* DATASET ENTRIES
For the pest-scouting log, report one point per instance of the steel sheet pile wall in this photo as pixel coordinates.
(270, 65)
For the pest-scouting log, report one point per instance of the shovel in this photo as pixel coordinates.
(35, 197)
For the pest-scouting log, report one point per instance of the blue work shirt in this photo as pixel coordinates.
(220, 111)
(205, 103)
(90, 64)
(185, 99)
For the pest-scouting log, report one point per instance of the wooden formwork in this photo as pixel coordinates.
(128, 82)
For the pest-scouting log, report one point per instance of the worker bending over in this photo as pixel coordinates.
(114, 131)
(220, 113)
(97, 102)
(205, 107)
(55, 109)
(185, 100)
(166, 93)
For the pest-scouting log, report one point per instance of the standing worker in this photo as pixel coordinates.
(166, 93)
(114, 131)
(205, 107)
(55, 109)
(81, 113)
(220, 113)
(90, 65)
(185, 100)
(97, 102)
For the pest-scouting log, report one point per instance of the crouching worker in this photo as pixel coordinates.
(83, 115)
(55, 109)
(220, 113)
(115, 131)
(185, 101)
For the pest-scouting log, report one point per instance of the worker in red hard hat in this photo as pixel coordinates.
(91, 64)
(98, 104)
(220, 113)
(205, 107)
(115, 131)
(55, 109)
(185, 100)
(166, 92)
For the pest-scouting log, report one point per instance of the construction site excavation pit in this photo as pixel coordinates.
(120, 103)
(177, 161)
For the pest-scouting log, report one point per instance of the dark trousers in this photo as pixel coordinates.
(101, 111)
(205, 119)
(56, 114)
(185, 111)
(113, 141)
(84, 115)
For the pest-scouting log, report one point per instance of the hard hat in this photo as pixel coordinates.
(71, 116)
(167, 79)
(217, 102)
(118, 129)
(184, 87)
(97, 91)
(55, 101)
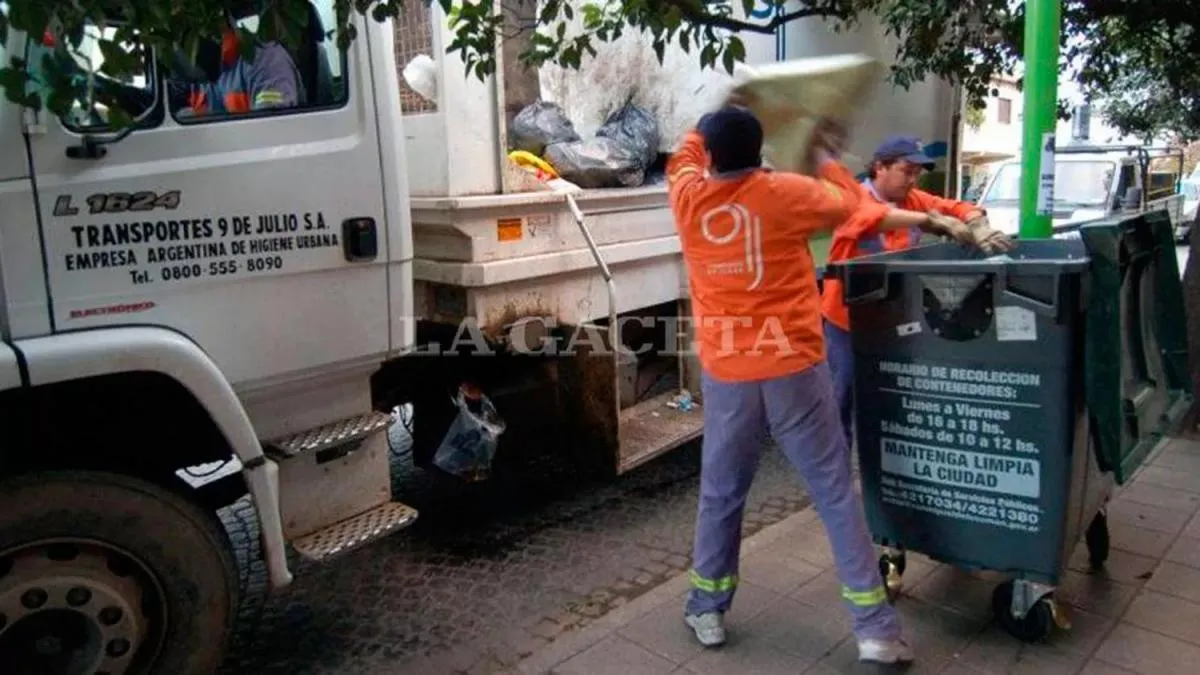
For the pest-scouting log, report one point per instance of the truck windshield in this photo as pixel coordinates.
(1075, 185)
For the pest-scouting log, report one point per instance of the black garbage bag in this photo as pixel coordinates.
(539, 125)
(635, 127)
(597, 162)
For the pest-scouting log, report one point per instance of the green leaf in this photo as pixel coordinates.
(727, 60)
(737, 48)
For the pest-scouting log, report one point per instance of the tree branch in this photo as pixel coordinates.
(695, 16)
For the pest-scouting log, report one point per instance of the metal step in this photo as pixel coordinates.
(331, 435)
(653, 428)
(342, 537)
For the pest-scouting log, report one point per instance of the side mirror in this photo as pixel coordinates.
(1132, 198)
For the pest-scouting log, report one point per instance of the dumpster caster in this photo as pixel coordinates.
(892, 566)
(1039, 617)
(1097, 539)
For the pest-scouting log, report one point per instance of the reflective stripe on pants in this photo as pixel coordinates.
(801, 414)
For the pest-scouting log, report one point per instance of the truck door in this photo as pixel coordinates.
(259, 233)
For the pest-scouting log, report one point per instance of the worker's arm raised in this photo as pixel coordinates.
(925, 202)
(825, 202)
(685, 168)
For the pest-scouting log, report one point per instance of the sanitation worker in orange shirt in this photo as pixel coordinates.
(744, 232)
(893, 174)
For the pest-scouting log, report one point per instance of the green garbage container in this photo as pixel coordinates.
(976, 436)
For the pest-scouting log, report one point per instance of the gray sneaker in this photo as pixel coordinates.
(885, 651)
(709, 627)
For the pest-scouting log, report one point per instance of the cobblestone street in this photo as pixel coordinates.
(489, 575)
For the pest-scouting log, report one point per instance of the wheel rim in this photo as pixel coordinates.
(71, 607)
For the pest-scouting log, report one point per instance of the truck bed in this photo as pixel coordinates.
(502, 257)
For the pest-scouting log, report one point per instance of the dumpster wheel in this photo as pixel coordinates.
(1097, 539)
(1037, 623)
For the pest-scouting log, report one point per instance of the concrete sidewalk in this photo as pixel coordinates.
(1141, 614)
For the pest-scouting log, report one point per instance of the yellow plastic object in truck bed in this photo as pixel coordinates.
(790, 96)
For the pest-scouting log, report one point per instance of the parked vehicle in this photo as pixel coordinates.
(1091, 181)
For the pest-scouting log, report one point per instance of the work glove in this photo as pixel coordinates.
(977, 233)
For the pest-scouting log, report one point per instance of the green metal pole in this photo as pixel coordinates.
(1043, 19)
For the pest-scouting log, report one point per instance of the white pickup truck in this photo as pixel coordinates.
(1091, 181)
(249, 297)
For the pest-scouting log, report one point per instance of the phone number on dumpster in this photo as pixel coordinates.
(1012, 515)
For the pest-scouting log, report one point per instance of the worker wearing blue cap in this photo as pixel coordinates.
(745, 232)
(892, 179)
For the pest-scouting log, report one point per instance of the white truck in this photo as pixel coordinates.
(245, 298)
(1091, 183)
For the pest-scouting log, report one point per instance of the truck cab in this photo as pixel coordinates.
(1090, 183)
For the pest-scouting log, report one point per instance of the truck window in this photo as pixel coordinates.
(304, 75)
(1075, 185)
(51, 58)
(1128, 179)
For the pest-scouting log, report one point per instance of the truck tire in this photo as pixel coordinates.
(105, 573)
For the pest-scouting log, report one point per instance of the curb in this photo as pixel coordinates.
(564, 647)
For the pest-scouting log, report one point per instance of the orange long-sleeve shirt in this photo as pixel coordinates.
(850, 240)
(745, 243)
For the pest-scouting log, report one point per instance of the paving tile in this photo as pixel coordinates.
(1176, 580)
(958, 668)
(955, 589)
(822, 591)
(1096, 593)
(617, 656)
(994, 651)
(777, 572)
(803, 631)
(1147, 652)
(754, 655)
(1139, 539)
(1165, 614)
(935, 633)
(813, 545)
(1186, 550)
(1170, 478)
(1097, 667)
(1139, 515)
(664, 632)
(1159, 496)
(1122, 566)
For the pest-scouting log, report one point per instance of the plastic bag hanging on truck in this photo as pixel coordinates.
(598, 162)
(637, 129)
(539, 125)
(469, 444)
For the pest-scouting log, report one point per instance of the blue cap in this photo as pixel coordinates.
(907, 148)
(733, 137)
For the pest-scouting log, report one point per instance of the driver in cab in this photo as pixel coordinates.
(220, 82)
(268, 79)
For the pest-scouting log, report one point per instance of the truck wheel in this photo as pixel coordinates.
(109, 574)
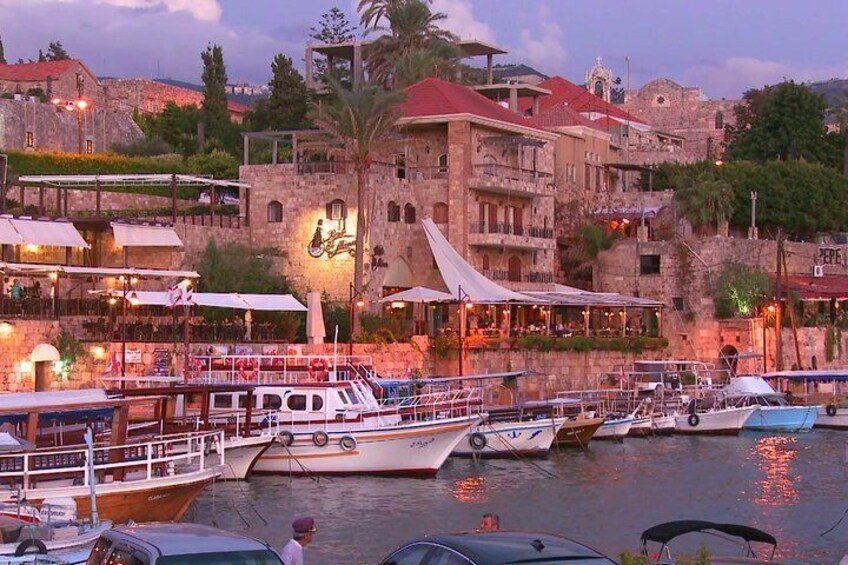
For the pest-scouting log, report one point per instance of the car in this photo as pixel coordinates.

* EXERCISE TASK
Rewrite the listing from the line containing "glove in this photo as pixel coordinates." through the line containing "(1090, 183)", keeping every line, and shift each number in the answer coordinates by -136.

* WRITTEN SOLUTION
For the pest-scouting log, report one point per instance of the work glove in this photo as pixel coordinates.
(841, 97)
For the pest-scouting log, report one point per instance of the green metal pole in this photo as pixel coordinates.
(907, -117)
For the pest-scouting log, report one point per instance of the white pickup truck in this photo as pixel coordinates.
(955, 45)
(113, 161)
For the pest-scouting log, report one point per instance of the phone number on dumpster in this photo as pixel coordinates.
(876, 379)
For the pest-scouting log, report one point per instance of the worker wearing blue cap in this photo as pixel coordinates.
(609, 96)
(756, 43)
For the pest-scouting log, report one point per instance of the white truck in this photo as pixel coordinates.
(109, 162)
(955, 47)
For the pest-scouting log, report one point per instance of the truck cab in this photo as pixel coordinates.
(954, 47)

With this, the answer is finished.